--- Data to process Enclosed Below ---

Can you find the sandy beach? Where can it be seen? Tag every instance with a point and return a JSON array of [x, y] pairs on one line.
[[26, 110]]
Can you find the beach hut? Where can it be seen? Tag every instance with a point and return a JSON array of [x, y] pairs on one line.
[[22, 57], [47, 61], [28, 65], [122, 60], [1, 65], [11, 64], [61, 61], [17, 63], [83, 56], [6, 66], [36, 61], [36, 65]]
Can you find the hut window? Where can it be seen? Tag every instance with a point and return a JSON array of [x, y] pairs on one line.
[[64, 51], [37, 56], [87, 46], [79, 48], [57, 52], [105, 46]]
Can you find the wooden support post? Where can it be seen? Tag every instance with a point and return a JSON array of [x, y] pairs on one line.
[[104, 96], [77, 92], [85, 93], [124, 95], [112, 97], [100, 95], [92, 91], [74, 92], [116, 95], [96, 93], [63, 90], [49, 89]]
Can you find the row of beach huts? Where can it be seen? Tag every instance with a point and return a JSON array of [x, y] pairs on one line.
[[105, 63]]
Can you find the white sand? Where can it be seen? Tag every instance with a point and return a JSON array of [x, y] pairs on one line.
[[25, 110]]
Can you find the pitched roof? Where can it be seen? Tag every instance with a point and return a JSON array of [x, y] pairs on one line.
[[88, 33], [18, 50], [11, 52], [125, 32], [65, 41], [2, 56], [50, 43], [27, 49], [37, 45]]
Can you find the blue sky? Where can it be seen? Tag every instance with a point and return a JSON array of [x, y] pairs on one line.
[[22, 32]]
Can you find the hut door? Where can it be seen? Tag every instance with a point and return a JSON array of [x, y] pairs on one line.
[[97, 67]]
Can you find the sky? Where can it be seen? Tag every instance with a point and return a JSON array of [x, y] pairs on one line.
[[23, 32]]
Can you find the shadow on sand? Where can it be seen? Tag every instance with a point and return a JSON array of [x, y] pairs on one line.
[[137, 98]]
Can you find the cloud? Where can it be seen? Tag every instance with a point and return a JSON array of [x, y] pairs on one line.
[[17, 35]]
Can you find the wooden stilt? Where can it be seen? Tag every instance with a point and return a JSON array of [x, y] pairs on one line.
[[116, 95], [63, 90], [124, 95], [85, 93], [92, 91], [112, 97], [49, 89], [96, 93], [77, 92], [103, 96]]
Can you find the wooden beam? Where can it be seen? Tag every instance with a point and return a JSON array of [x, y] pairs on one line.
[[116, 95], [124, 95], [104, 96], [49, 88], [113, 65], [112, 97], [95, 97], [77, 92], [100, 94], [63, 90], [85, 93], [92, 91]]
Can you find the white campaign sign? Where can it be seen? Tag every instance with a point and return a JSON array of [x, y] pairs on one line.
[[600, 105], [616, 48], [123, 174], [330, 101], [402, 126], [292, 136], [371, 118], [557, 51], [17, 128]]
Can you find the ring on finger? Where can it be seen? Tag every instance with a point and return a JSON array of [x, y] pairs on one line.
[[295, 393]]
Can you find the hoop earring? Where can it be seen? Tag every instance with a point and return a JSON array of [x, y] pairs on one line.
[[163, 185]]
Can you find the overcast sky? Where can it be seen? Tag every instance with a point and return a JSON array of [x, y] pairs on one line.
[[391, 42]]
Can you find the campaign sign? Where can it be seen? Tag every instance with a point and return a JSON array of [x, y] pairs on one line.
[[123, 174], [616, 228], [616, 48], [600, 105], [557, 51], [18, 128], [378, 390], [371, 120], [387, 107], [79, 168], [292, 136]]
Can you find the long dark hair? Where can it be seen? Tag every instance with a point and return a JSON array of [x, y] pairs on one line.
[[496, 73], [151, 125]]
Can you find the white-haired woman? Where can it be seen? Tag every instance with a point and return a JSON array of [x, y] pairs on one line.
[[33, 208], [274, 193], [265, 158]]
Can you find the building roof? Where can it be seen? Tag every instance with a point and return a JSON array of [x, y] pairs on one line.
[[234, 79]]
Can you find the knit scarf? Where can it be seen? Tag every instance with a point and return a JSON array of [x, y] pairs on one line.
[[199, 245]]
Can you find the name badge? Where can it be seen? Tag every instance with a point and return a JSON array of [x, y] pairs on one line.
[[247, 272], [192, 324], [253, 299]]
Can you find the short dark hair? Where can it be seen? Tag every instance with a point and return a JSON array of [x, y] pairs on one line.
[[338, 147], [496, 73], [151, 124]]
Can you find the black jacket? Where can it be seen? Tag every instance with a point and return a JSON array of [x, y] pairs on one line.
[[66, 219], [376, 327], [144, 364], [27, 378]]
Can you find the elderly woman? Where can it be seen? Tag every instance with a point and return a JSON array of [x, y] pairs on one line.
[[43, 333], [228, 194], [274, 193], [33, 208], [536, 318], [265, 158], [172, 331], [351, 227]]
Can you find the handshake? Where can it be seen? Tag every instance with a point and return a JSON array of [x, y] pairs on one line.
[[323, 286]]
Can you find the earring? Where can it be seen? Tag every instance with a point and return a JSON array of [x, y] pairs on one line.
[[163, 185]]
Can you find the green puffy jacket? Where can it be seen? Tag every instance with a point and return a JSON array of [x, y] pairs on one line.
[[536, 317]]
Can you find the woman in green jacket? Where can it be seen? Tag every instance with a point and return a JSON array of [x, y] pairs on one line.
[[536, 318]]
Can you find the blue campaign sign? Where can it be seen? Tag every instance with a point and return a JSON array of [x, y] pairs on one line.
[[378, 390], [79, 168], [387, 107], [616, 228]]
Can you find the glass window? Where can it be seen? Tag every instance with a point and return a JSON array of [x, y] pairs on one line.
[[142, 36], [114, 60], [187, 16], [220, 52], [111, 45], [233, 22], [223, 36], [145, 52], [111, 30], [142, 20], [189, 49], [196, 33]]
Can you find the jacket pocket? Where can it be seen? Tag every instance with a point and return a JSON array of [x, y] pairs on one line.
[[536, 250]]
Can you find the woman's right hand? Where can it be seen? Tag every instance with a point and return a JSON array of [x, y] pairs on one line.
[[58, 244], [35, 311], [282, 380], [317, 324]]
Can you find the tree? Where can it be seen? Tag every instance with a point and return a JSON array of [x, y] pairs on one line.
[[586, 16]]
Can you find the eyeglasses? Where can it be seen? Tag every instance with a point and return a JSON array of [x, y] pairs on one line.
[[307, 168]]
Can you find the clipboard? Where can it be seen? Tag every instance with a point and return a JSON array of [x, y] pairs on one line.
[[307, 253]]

--- End of Enclosed Data to process ---

Your assignment:
Whatever appears in the lines above should be copied exactly.

Answer section:
Can you find the sandy beach? Where can it be seen? Tag every instance with a point and return a JSON array of [x, y] pairs on one line.
[[26, 110]]
Can you find the beach hut? Where can it be seen? Tag every instance with a point and return a JSON array of [x, y] pairs on one line.
[[22, 57], [47, 61], [28, 65], [122, 60], [1, 65], [11, 64], [61, 61], [17, 63], [83, 56], [6, 66], [36, 61], [36, 65]]
Can you find the hut window? Where can it be seen? Tag every instance with a point and return a JSON array of [x, y] pairs on one line.
[[64, 51], [37, 56], [87, 46], [79, 48], [57, 52], [105, 46]]
Can you find the wooden support post? Where can it be seen? Tag every instance with a point and return a JSON array of [x, y] pairs on one line.
[[104, 96], [77, 92], [85, 93], [124, 95], [112, 97], [100, 95], [92, 91], [74, 92], [116, 95], [96, 93], [63, 90], [49, 89]]
Can you find the row of beach huts? Where can it be seen? Tag every instance with a point and return a JSON array of [x, y] pairs on one line.
[[105, 63]]
Can you find the white sand? Where can it be seen? Tag every instance with a point and return a JSON array of [x, y] pairs on one line.
[[25, 110]]
Can you find the pitched roof? Where can it be seen? Tag every instance with a point and return a JSON array of [x, y] pairs on one line.
[[88, 33], [18, 50], [11, 52], [125, 32], [65, 41], [2, 56], [50, 43], [27, 49], [37, 45]]
Can you find the blue sky? Where can it be seen? Tag every instance with a point and return a JSON array of [x, y] pairs on one line.
[[22, 32]]
Can you find the hut door? Where can it be seen? Tag every instance with a point and return a JSON array of [x, y] pairs on one line.
[[97, 67]]
Can you find the sky? Where can it be seen? Tag every instance with a point and return a JSON array of [x, y] pairs on one line.
[[23, 32]]
Can you find the shadow on sand? Where can it be seen? Tag every instance with a point and return a JSON array of [x, y] pairs on one line.
[[137, 98]]
Can you find the cloud? Where can it be seen? Tag every instance with a point and return a JSON array of [x, y] pairs on one line.
[[17, 35]]
Can you find the wooden stilt? Where can it be seen? Tag every instance with a point and return a JSON array of [x, y] pairs on one line.
[[116, 95], [63, 90], [124, 95], [85, 93], [92, 91], [112, 97], [49, 89], [96, 93], [77, 92], [103, 96]]
Can you find the wooden beam? Where can it be seen? Tag every instance with a point and return a JSON array of [x, y] pairs on one line.
[[116, 95], [124, 95], [104, 96], [49, 88], [113, 65], [112, 97], [95, 97], [77, 92], [100, 94], [63, 90], [85, 93], [92, 91]]
Can you find the white campaign sign? Where can it be seen? Tag every instance with a point and return a JSON array of [x, y] pairs on one line.
[[600, 105], [616, 48], [123, 174], [330, 101], [402, 126], [292, 136], [371, 118], [557, 51], [17, 128]]
Can you find the ring on finger? Where can it be seen? Tag every instance with a point and return a JSON array of [x, y] pairs on one line.
[[295, 393]]
Can you find the hoop earring? Where can it be seen? Tag every instance with a point and return a JSON array of [x, y] pairs on one line.
[[163, 185]]
Can you find the overcast sky? Where can it be seen? Tag every instance with a point and return a JSON array of [x, y] pairs on one line.
[[391, 42]]
Can you find the campaign sign? Where can it be seen? Tag every instance with a point and return a JSON array of [x, y] pairs on one line.
[[123, 174], [616, 228], [616, 48], [600, 105], [557, 51], [18, 128], [378, 390], [371, 120], [387, 107], [79, 168], [292, 136]]
Can you find the long dark hair? Where can it be seen? Tag every instance with a point and return a JSON array of [x, y] pairs on one line.
[[496, 73], [151, 125]]
Can you find the white-haired woman? Where can it be seen? Tag every instance with a point and return a JSON array of [x, y] pairs on one line.
[[33, 208], [274, 193], [265, 158]]
Can you find the building roof? Where can it be seen? Tag every instance with a point and return a JSON array of [x, y] pairs on one line.
[[234, 79]]
Can you find the knit scarf? Where can it be seen? Tag every instance with a point and return a JSON array of [x, y] pairs on one line.
[[199, 245]]
Can you find the name badge? Where can it be seen? Tag every instance with a point and return a JSON array of [x, y] pairs on one line.
[[247, 272], [192, 324], [253, 299]]
Can you find the short dark hair? Where can it be seen? Tag every instance with a point and return a JSON array of [x, y] pairs on one line.
[[338, 147], [496, 73], [151, 124]]
Can you find the black jacket? Where can it be seen? Tag every instance with a point and return a JSON array of [x, y] pairs on one line.
[[66, 219], [376, 327], [144, 364], [27, 378]]
Can you find the elderly woman? Where can it be seen? Tag every instance with a point and return a JSON array of [x, y] pairs on one line.
[[43, 333], [228, 194], [274, 193], [33, 208], [536, 318], [265, 158], [172, 331], [351, 227]]
Can you find the handshake? Where can it be seen? Tag every instance with a point and return a JSON array of [x, y] pairs on one line.
[[323, 286]]
Can you find the earring? Where can it be seen? Tag every instance with a point and return a JSON array of [x, y] pairs on one line.
[[163, 185]]
Can you find the green puffy jacket? Where can it be seen? Tag every instance with a point and return a JSON array of [x, y] pairs on one line.
[[536, 317]]
Can you find the woman in green jacket? Where can it be seen? Tag every instance with a point and return a JSON array of [x, y] pairs on one line.
[[536, 318]]
Can you find the blue campaign sign? Where can it be seen? Tag every instance with a point and return a JSON array of [x, y] pairs on one line.
[[378, 390], [79, 168], [387, 107], [616, 228]]
Can you find the glass window? Where can it be seen? Tag every instance with a point and return a JSON array of [x, y] pairs on one line.
[[142, 36], [114, 60], [187, 16], [220, 52], [111, 45], [233, 22], [223, 36], [145, 52], [111, 30], [142, 20], [189, 49], [196, 33]]
Can you find the jacket pocket? Where can it be seen? Tag every instance with a point and return a JSON array of [x, y] pairs on one line.
[[536, 250]]
Can you find the woman's right hand? Where can it be seen? Tag every instance with a point and return a JSON array of [x, y] pairs on one line.
[[58, 244], [35, 311], [282, 380], [317, 324]]
Can you find the tree? Where can it be seen? Tag every instance with a point and return a JSON array of [x, y] pairs on one line.
[[586, 16]]
Can you find the eyeglasses? Where can it be seen? Tag every instance with a point and return a JSON array of [x, y] pairs on one line.
[[307, 168]]
Can you find the clipboard? Where can it be seen? Tag every instance with a point and return a JSON array of [x, y] pairs on one line.
[[307, 253]]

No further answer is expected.